* **AIM OF THE EXERCISE**:
Copy out every one of the items below word for word, leaving out the pictures.

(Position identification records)
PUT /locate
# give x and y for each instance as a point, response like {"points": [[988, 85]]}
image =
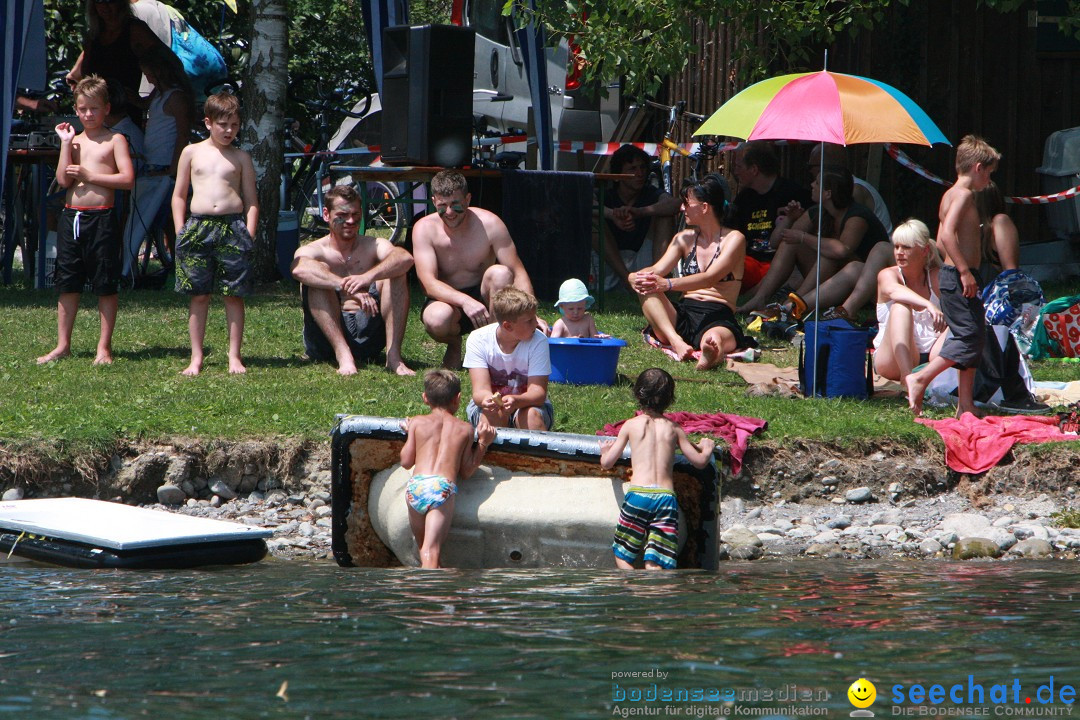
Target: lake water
{"points": [[767, 639]]}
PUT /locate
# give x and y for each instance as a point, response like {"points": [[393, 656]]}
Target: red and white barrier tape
{"points": [[650, 148], [902, 158]]}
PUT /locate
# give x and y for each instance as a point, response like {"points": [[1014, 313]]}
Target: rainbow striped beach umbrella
{"points": [[825, 107]]}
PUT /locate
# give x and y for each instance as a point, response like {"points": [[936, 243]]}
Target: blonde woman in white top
{"points": [[910, 324]]}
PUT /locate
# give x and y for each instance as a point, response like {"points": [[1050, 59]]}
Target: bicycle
{"points": [[699, 158], [312, 176]]}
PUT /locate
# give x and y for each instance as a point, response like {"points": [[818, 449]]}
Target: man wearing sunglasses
{"points": [[463, 256]]}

* **SOLVED EXERCISE**:
PUT /locate
# give x and y for each instance as a point, response like {"points": [[988, 85]]}
image =
Target: lake water
{"points": [[767, 639]]}
PUT /locate
# give x and y for each instance as a point, response like {"points": [[393, 656]]}
Target: red and white barrier tape
{"points": [[650, 148], [902, 158]]}
PUT /locate
# give x and y for each instance as a point, response like {"points": [[1014, 313]]}
Target: rainbow striped beach umbrella
{"points": [[825, 107]]}
PUT /locate
# give x and y for each instance as a point, response like {"points": [[936, 243]]}
Target: blonde woman in white top
{"points": [[910, 324]]}
PUT /locate
# give x and y for each instance as a point, response like {"points": [[1050, 59]]}
Target: bicycle
{"points": [[699, 158], [312, 176]]}
PUT /locate
# give x and y for each instance as a point, response like {"points": [[818, 449]]}
Target: man wearing sunglasses
{"points": [[463, 256]]}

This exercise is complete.